-- Data under study follows --

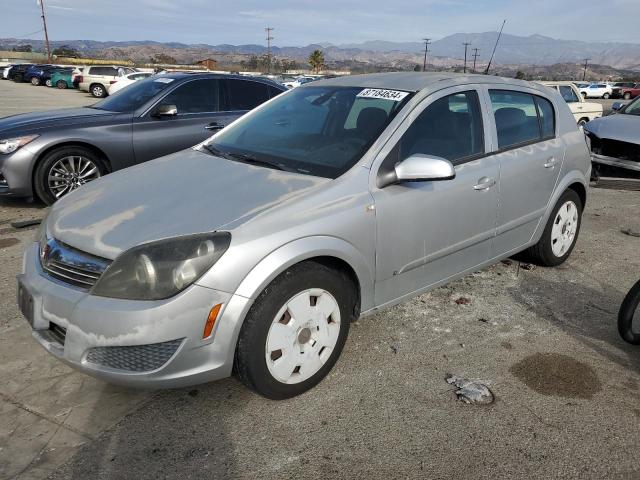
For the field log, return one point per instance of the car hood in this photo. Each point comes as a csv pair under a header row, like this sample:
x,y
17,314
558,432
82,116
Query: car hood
x,y
37,120
619,126
183,193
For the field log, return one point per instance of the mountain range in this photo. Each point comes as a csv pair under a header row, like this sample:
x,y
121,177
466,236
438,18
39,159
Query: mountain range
x,y
533,50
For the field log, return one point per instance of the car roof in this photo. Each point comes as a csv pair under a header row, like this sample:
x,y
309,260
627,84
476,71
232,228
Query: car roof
x,y
417,81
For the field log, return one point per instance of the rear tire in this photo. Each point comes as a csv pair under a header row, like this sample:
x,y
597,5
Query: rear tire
x,y
82,164
98,90
627,312
561,232
288,342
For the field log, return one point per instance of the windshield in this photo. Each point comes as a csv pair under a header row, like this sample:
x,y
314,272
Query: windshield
x,y
321,131
134,96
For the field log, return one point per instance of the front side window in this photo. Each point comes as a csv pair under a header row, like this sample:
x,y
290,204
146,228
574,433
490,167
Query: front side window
x,y
516,117
568,94
245,94
196,96
450,128
321,131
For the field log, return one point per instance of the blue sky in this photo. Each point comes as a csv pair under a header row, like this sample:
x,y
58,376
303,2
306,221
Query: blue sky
x,y
300,22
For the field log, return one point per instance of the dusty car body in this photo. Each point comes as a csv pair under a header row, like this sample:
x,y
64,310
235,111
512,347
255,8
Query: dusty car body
x,y
332,200
615,140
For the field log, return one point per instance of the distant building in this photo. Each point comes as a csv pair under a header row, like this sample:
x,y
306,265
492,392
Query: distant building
x,y
208,63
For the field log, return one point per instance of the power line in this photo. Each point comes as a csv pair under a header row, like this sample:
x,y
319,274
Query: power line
x,y
475,56
46,35
584,72
269,38
466,44
427,41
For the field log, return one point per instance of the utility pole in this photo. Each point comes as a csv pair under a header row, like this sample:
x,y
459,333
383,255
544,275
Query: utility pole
x,y
584,72
427,41
466,44
46,35
269,38
475,56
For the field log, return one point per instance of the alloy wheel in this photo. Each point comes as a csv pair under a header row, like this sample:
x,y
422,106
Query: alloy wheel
x,y
302,336
69,173
565,225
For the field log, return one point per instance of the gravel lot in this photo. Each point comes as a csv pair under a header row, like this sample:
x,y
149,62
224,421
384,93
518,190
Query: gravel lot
x,y
567,387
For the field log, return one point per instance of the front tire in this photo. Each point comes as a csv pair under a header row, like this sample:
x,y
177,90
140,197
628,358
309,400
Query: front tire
x,y
560,233
98,90
295,331
627,313
64,170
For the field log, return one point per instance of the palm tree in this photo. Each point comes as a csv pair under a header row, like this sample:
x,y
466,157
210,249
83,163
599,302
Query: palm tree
x,y
316,60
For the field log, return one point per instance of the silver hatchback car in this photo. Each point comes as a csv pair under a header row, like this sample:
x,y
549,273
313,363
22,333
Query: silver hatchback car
x,y
252,252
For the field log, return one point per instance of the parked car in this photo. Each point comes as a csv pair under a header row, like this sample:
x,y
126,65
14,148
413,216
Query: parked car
x,y
582,111
96,79
127,80
49,154
596,90
616,88
630,92
62,78
298,81
17,72
615,141
254,251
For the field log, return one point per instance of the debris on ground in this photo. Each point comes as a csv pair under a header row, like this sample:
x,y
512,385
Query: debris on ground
x,y
463,301
26,223
470,391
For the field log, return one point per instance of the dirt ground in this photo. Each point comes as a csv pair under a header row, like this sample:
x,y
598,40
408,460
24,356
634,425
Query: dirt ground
x,y
567,388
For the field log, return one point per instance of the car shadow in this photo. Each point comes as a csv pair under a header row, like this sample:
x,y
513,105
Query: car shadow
x,y
587,314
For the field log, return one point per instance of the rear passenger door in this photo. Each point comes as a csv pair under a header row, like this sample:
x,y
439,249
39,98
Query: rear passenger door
x,y
197,119
530,155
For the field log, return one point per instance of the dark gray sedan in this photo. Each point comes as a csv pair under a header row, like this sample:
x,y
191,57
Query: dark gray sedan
x,y
49,154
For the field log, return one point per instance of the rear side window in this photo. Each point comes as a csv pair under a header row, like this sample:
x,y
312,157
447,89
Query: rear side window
x,y
521,117
244,94
196,96
451,128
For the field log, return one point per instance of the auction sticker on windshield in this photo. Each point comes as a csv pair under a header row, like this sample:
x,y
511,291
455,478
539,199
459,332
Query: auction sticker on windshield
x,y
395,95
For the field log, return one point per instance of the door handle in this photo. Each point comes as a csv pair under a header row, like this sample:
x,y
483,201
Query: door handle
x,y
484,183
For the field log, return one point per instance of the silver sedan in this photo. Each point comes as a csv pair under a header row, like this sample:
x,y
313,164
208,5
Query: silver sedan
x,y
253,251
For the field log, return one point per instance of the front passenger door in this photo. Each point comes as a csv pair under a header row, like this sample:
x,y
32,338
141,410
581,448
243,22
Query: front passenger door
x,y
197,119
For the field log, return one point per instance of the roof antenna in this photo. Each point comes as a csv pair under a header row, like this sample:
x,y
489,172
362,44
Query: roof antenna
x,y
486,72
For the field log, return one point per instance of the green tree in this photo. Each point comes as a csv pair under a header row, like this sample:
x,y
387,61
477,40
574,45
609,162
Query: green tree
x,y
66,51
316,60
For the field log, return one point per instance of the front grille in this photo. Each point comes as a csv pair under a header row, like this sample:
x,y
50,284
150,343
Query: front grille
x,y
136,358
71,266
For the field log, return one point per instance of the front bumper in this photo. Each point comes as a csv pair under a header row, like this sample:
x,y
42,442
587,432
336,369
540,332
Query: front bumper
x,y
15,169
96,322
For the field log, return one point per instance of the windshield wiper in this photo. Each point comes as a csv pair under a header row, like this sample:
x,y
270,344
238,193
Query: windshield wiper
x,y
243,157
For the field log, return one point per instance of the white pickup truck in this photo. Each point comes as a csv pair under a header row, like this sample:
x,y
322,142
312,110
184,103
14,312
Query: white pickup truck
x,y
582,111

-- Data under study concluded --

What is being asked:
The data is to be returned exactly as it stands, pictures aside.

Finished exercise:
For the field log, return one point per instance of the car hood in this photo. Each point comes as a csv pair under a header row, like this sample:
x,y
17,314
558,432
82,116
Query: car hood
x,y
37,120
619,126
183,193
For the field log, return one point per instance of the mountain range in this photo. Each point comes as a csv pair under a header row, like this sample:
x,y
121,177
466,236
438,18
39,159
Query: mountain range
x,y
533,50
For the field log, return one point per instance of the car roof in this photo. Each point comes as a csv pair under a header row, like this sample:
x,y
309,260
627,84
476,71
232,228
Query: car roof
x,y
417,81
For the field log, return one point per instance of the rear tire in this photo. Each point comes as a csv pair under a header row, like this sample:
x,y
597,5
Query: rear tire
x,y
82,164
98,90
627,312
561,232
288,342
For the field log, return one point per instance of the windshield in this photo. Each point comes as a csv pair under a header row, like this sample:
x,y
314,272
Query: windshield
x,y
321,131
134,96
For the field log, return one point per instance of the front side window in this photo. Each point comes as a csv pair under a header row, like this sample:
x,y
290,204
146,228
574,433
490,167
Query: front side window
x,y
516,117
568,94
245,94
196,96
450,128
321,131
For the field log, return one point per instance of the blue sky in this photo. Each point comes as a csv pair under a header row, like this sample:
x,y
58,376
303,2
306,221
Query: blue sky
x,y
300,22
For the field log, return one point per instance of the dusty car body in this photo. Each point comes as a csv pair under a header row, like this sample:
x,y
64,310
235,111
512,347
255,8
Query: dusty car body
x,y
332,200
615,140
For the field log, return one point per instance of the distant building in this photo. Each point comes as a csv pair under a header row, like this sample:
x,y
306,265
492,392
Query: distant building
x,y
208,63
For the field log, return one point per instance of the power line in this photo. Each point comes as a csv pair under a header row, like this sample:
x,y
319,274
Query: power line
x,y
475,56
46,35
584,72
269,38
466,44
427,41
For the field log, return one point per instance of the utility pole in this photo. Each point comes as a csv pair under a header row, like this sample:
x,y
459,333
383,255
544,275
Query: utility pole
x,y
584,72
427,41
466,44
46,35
269,38
475,56
For the field log, return one point per instance of the alloy wheel in this photo. Each point comes as a csv pair under a header row, like this sample:
x,y
422,106
Query: alloy wheel
x,y
302,336
69,173
565,225
For the field log, return one point per instance of the gravel lot in this photo. Each point comes as a csv pair under a header row, like this sample:
x,y
149,62
224,421
384,93
518,190
Query: gravel lot
x,y
567,387
For the field log, return one point per instance of the front tire in this photo. Each point comes as a csv pair under a header row, like this sample:
x,y
177,90
140,197
628,358
309,400
Query: front tire
x,y
560,233
98,90
295,331
627,313
64,170
For the field log, return one point per instance of the palm tree in this photo. Each point comes as a csv pair under a header row, like this sample:
x,y
466,157
210,249
83,163
599,302
Query: palm tree
x,y
316,60
For the field log, return one point per instance of the silver hatchback car in this photo. Each point comes as a csv pair under a header row, like this sample:
x,y
549,273
313,363
22,333
Query: silver hatchback car
x,y
252,252
For the field log, return one point per instance of the parked car in this photo. Each point comes as a csv pair under a header row, like this sample:
x,y
126,65
14,148
413,216
Query: parked car
x,y
582,111
96,79
127,80
49,154
596,90
616,88
630,92
62,78
298,81
17,72
615,141
254,251
For the field log, return one point per instance of the debris on ground in this photo. Each point comes as a csv pair under a header row, like this sample:
x,y
512,385
Query: debris on ground
x,y
463,301
26,223
470,391
For the field log, return one point per instance of the dirt ground in this photo. Each point comes as a csv pair under a header row, like this sample:
x,y
598,40
408,460
24,356
634,425
Query: dirt ground
x,y
567,388
For the field log, return one point per instance of the car shadow in this photo. Each point comes as a csv pair under a header row, like this sample:
x,y
513,105
Query: car shadow
x,y
587,314
For the field log, return one point per instance of the rear passenger door in this photo. Each point comes as a csv pair under a header row, like this sample:
x,y
439,249
39,98
Query: rear passenger door
x,y
197,119
530,155
For the field log, return one point per instance of the dark gray sedan in this photo. Each point comes as a csv pair under a header row, like this sample:
x,y
191,57
Query: dark gray sedan
x,y
49,154
For the field log, return one point per instance of the rear side window in this photo. Each point comes as a csv pair under a header row, like this sample:
x,y
312,157
447,89
Query: rear side window
x,y
521,117
244,94
196,96
451,128
For the field log, return one point per instance of the auction sticker on windshield in this photo. Each point comes as a csv pair under a header row, like this sample:
x,y
511,291
455,478
539,199
459,332
Query: auction sticker on windshield
x,y
395,95
For the field log, return one point per instance of the door handle in this photo. Each point comes as a csv pair under a header row, like this sample:
x,y
483,201
Query: door handle
x,y
484,183
For the field log, return one point per instance of the silver sedan in this photo. Each point comes as a csv pair under a header row, like this sample:
x,y
313,164
208,5
Query: silver sedan
x,y
253,251
For the field log, return one point per instance of the front passenger door in this photo. Each point comes as a csv pair under a header row, like this sample:
x,y
32,338
141,410
581,448
243,22
Query: front passenger door
x,y
197,119
For the field log, return one point per instance of the roof antenna in this photo. Each point comes as a csv pair under a header row, like this sample:
x,y
489,172
362,44
Query: roof antenna
x,y
486,72
For the field log, return one point per instance of the green tree in this photo. Each point comes as a csv pair under a header row, like this sample:
x,y
387,61
477,40
574,45
609,162
Query: green tree
x,y
66,51
316,60
For the field log, return one point per instance of the front grille in this photo. Each point comes as a csv pair under a header row, like this sample:
x,y
50,284
150,343
Query: front grille
x,y
136,358
71,266
For the field log, return one point per instance of the front bumper in this photo. Each point comes as a csv pair under a header row, like this sample:
x,y
42,442
587,432
336,369
540,332
Query: front bumper
x,y
15,169
96,322
For the field log, return one point per instance of the windshield wiper in this photo. Each point comes as a csv pair under a header row, like this sample:
x,y
270,344
238,193
Query: windshield wiper
x,y
243,157
For the field log, return one point per instance of the white pickup truck in this photo. Each point comes as a csv pair under a header row, like this sample:
x,y
322,142
312,110
184,103
14,312
Query: white pickup truck
x,y
582,111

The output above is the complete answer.